GIVEN INSTRUCTION: Find every line in the records containing the word "concrete" with the same capitalization, and copy each of those lines.

— Start of SOURCE RECORDS —

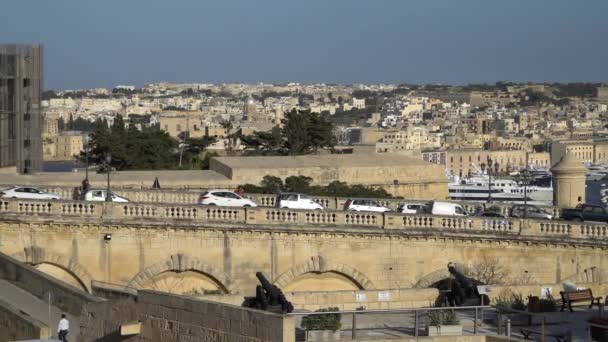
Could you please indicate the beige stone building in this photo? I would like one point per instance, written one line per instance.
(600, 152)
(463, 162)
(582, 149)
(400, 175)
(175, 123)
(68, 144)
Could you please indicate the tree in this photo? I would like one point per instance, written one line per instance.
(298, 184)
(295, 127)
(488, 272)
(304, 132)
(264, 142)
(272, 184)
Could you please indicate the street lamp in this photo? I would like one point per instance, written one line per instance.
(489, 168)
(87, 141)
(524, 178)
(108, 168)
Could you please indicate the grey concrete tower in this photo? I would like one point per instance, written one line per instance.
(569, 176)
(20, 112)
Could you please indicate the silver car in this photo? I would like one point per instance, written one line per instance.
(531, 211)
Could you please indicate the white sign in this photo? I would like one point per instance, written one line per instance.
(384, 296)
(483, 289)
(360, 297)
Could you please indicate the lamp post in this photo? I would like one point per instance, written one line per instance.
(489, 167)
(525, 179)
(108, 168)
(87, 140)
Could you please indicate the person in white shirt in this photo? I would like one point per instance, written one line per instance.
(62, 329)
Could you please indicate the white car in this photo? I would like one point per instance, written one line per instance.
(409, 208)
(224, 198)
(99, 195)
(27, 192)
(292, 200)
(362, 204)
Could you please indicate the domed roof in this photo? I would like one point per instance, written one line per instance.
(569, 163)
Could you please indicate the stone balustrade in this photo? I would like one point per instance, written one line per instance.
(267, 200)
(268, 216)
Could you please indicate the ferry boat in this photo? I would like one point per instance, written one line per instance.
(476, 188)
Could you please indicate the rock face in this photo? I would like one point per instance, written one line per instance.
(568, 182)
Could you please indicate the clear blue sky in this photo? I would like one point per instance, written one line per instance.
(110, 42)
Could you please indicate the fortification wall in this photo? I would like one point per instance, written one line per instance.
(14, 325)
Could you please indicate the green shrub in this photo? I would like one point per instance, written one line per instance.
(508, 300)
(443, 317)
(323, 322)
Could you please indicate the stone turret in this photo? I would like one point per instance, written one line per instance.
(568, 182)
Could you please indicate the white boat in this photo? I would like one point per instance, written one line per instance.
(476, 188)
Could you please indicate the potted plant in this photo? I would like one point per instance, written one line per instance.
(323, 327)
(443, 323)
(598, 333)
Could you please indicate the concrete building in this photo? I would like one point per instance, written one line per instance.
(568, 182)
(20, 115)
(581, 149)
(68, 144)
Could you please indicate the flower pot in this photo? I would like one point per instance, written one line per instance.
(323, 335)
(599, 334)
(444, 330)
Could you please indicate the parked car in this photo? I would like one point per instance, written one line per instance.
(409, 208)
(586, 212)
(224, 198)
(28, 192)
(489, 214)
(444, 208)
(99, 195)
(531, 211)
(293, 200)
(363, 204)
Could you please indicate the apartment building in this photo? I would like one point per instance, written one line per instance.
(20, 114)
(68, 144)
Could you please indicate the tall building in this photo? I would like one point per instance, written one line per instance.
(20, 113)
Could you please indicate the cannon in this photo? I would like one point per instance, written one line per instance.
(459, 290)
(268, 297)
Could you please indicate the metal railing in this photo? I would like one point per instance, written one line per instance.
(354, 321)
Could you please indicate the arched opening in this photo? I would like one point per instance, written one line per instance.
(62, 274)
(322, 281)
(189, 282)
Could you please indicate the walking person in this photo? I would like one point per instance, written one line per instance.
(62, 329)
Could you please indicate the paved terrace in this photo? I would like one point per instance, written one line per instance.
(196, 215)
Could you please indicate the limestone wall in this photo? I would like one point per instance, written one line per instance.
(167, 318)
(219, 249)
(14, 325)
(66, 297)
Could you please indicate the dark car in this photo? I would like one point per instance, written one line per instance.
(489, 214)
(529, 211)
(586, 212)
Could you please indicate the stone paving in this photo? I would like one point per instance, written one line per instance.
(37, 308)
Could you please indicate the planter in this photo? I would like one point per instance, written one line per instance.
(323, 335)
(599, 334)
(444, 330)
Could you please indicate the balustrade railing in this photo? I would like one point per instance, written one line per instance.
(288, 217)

— End of SOURCE RECORDS —
— Start of SOURCE RECORDS —

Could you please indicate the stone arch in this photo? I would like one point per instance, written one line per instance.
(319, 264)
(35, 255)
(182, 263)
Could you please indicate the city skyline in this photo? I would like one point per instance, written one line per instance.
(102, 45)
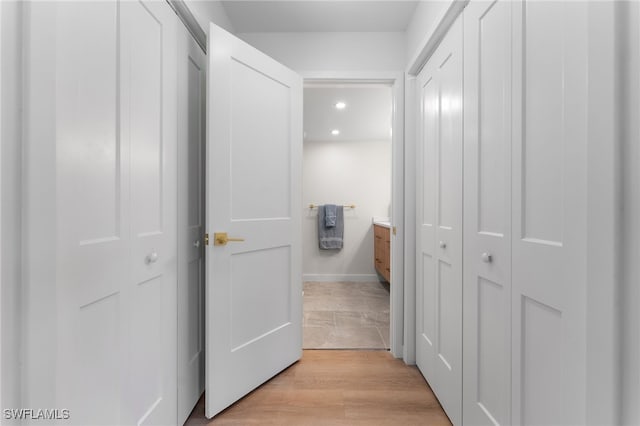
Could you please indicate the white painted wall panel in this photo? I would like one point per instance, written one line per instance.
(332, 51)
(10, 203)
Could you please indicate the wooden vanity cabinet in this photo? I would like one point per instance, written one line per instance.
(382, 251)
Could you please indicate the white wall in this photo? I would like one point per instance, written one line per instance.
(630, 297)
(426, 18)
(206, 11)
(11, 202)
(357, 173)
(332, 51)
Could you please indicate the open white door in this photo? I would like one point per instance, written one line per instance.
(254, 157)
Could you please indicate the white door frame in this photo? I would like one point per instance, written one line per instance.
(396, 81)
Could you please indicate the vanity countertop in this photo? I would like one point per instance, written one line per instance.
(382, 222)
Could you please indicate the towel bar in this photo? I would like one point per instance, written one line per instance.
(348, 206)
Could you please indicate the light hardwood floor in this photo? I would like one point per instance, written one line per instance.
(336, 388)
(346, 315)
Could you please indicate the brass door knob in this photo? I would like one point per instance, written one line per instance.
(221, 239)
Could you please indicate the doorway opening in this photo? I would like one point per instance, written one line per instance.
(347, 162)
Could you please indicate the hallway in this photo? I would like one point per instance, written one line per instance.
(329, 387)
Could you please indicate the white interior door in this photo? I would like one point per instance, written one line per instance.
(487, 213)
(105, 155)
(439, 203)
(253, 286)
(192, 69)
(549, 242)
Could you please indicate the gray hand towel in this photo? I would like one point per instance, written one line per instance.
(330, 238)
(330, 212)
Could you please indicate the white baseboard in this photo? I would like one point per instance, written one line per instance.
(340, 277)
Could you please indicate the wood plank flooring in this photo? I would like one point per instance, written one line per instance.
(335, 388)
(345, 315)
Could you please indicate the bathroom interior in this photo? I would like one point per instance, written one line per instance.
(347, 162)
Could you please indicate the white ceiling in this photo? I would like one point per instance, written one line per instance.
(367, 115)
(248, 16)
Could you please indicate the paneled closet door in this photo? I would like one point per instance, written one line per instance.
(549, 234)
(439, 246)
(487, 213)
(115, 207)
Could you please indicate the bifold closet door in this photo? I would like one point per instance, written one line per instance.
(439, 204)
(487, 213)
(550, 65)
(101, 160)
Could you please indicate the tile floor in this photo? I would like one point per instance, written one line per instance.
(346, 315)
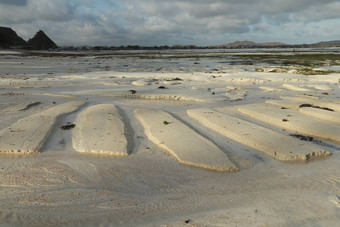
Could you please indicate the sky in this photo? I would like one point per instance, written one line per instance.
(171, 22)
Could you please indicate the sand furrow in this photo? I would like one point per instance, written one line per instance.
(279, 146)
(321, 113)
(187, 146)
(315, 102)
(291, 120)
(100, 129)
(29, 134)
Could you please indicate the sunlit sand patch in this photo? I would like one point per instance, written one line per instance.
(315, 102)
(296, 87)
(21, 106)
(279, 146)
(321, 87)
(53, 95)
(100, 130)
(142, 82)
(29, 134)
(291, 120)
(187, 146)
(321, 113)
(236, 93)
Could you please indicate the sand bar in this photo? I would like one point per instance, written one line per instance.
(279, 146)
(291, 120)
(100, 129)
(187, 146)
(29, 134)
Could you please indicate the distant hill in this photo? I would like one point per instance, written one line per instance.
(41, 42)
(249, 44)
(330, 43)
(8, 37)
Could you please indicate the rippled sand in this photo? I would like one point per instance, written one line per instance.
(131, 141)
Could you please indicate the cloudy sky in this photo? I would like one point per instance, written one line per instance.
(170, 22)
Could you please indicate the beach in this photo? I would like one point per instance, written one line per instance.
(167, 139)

— End of SOURCE RECORDS —
— Start of SOURCE RECORDS —

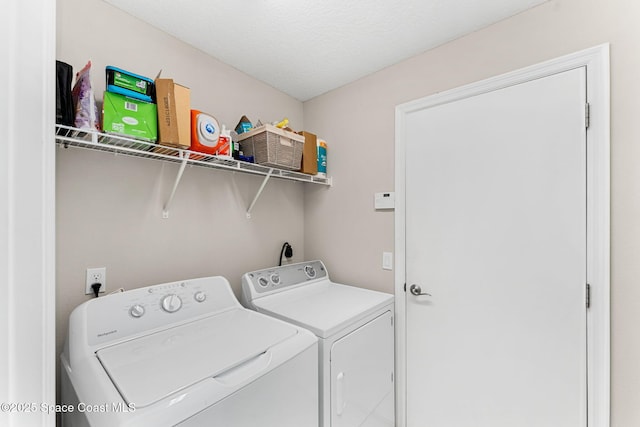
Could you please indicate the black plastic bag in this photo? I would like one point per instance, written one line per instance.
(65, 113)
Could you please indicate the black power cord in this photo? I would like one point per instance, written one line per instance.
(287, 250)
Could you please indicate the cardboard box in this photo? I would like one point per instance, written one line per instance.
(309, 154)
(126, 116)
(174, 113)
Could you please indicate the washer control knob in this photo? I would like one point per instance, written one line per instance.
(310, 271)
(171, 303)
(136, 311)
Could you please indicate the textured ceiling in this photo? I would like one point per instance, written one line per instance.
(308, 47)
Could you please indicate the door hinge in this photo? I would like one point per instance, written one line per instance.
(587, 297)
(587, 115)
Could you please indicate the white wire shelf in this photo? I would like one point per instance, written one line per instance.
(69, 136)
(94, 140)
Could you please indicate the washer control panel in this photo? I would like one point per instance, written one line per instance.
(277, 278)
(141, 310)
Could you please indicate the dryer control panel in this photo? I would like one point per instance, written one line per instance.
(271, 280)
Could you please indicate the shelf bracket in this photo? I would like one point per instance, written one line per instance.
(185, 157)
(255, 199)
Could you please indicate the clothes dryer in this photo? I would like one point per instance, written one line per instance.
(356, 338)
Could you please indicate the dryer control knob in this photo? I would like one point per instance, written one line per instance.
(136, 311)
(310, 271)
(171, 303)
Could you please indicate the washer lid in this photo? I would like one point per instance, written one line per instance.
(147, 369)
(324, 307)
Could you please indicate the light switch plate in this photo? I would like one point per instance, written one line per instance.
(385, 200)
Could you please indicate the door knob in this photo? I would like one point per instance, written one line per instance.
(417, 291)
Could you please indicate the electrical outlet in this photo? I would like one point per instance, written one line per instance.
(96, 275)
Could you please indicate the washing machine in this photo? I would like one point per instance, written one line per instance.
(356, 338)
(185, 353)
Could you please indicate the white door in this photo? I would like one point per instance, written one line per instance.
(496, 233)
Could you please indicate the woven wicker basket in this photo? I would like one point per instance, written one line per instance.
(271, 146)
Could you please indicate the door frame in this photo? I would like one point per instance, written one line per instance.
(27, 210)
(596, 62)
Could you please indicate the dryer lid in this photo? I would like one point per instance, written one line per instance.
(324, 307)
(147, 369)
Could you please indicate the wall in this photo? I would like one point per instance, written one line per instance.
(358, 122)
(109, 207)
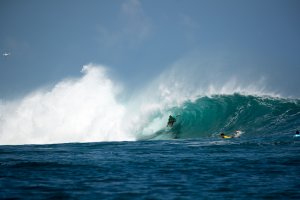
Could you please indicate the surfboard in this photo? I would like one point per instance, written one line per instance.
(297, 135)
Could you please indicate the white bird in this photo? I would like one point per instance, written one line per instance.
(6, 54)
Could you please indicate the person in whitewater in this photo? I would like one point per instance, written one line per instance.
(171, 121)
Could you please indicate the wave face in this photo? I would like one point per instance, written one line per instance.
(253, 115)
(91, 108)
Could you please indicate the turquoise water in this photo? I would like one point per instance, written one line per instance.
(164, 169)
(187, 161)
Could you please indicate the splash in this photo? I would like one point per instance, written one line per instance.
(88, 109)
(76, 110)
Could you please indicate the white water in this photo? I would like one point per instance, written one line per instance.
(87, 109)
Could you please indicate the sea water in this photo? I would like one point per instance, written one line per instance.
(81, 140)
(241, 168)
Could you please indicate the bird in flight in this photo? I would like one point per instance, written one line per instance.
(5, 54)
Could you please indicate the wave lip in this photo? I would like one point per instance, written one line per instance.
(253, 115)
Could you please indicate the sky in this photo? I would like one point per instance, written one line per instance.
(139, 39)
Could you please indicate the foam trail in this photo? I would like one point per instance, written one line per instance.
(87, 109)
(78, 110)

— End of SOURCE RECORDS —

COMPLETED TASK:
Could you please indicate the grey concrete tower in this photo? I would like one point per instance, written one line per instance.
Could you please indicate the concrete building in this photo? I would like one point per instance, written one line per instance.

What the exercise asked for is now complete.